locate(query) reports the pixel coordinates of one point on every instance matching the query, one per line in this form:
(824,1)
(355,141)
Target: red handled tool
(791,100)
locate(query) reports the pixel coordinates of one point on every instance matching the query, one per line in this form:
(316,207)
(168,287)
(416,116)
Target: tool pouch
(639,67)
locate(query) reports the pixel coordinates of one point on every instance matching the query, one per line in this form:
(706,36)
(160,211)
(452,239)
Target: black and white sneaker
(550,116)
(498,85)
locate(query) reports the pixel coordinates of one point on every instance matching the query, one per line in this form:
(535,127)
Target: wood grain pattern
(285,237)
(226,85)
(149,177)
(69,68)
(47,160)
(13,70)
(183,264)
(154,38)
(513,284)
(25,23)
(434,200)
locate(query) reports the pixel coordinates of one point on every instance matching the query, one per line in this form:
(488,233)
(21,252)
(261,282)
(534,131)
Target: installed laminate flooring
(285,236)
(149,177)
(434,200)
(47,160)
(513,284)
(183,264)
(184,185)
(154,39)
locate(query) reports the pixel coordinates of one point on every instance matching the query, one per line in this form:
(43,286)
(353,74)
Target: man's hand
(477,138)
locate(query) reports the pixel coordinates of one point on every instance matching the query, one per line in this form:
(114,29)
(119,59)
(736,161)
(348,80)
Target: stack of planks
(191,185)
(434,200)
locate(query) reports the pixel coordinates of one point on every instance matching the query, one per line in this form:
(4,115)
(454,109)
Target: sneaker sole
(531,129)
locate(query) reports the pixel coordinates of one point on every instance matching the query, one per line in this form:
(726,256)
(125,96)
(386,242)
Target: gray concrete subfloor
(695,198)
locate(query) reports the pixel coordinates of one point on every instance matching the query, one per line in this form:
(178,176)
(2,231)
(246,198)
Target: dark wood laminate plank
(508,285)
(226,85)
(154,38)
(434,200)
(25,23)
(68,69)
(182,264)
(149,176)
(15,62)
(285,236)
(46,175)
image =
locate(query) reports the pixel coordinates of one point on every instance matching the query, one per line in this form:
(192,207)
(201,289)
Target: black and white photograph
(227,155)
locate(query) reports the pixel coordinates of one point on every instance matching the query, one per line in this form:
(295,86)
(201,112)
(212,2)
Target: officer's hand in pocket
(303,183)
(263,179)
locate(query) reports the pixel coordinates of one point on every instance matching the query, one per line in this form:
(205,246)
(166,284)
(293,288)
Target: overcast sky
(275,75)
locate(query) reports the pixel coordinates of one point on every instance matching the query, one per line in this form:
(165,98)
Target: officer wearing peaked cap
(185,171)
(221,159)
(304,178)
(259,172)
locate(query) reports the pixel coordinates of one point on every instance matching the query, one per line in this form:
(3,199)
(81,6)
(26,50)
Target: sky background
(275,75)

PROBLEM TO SOLVE – Retype the data exactly as given.

OUTPUT BELOW –
locate(query) reports the pixel coordinates of one point on every instance matching the query, one per line in this form:
(824,1)
(355,141)
Target: red handled tool
(791,100)
locate(query) reports the pixel coordinates of one point on every instance matching the query, one per line in this form:
(316,207)
(168,287)
(416,116)
Target: tool pouch
(639,67)
locate(query) reports the pixel coordinates of one point on every instance matching the query, one per line in this form:
(706,36)
(160,211)
(452,239)
Target: black and white sneaker
(550,116)
(498,85)
locate(query) reports the pixel coordinates of one point on every instance matching the query, one per line in this form:
(535,127)
Target: wood grain pattern
(285,237)
(226,85)
(149,177)
(69,68)
(47,160)
(13,70)
(183,264)
(154,38)
(513,284)
(25,23)
(434,200)
locate(query) reports the pixel coordinates of one point on every instance matching the query, one per line in this form:
(488,233)
(21,252)
(261,282)
(534,131)
Target: installed laminate flooring
(285,236)
(149,177)
(434,200)
(47,160)
(513,284)
(183,264)
(184,185)
(154,39)
locate(query) reports the pixel coordinates of one point on every instance matching the query, one per line in this form:
(43,286)
(353,74)
Target: man's hand
(477,138)
locate(query) reports the pixel coordinates of one point on every instance matching the query, one per line in this form:
(114,29)
(119,59)
(736,161)
(348,80)
Target: stack of planks
(191,185)
(434,200)
locate(query) reports the pixel coordinates of one point on every instance matching the query, one per line in this form:
(4,115)
(454,109)
Target: sneaker sole
(531,129)
locate(query) reports the pixel coordinates of one point on every instance matching the query, one per line in this form:
(726,256)
(125,96)
(386,242)
Target: gray concrete subfloor
(695,198)
locate(query) reports the pixel coordinates of one point on every instance matching the query, one per line in this form:
(178,176)
(2,231)
(246,198)
Target: dark wood laminate plank
(508,285)
(226,85)
(154,38)
(434,200)
(25,23)
(68,69)
(182,264)
(149,176)
(15,62)
(285,236)
(46,175)
image =
locate(query) reports the pixel coordinates of one point on every instance matching the query, one per line in this form:
(192,207)
(201,289)
Target: black and white photograph
(227,155)
locate(query) reports the pixel coordinates of one point on every instance matching the query, one per line in this form:
(295,86)
(201,112)
(212,2)
Target: officer's hand in pocket
(303,183)
(263,179)
locate(query) reports the pixel coordinates of one point on every instance matching the query, one per line in this form:
(205,246)
(166,284)
(293,288)
Target: overcast sky
(275,75)
locate(query) reports the pixel coordinates of one point on every instance matching the query, one per line in this form:
(165,98)
Target: officer wearing peaked cap
(185,171)
(221,159)
(304,178)
(259,172)
locate(query) reports the pixel coordinates of one point on every instance matching the query, one per line in this form:
(3,199)
(81,6)
(26,50)
Target: sky background
(275,75)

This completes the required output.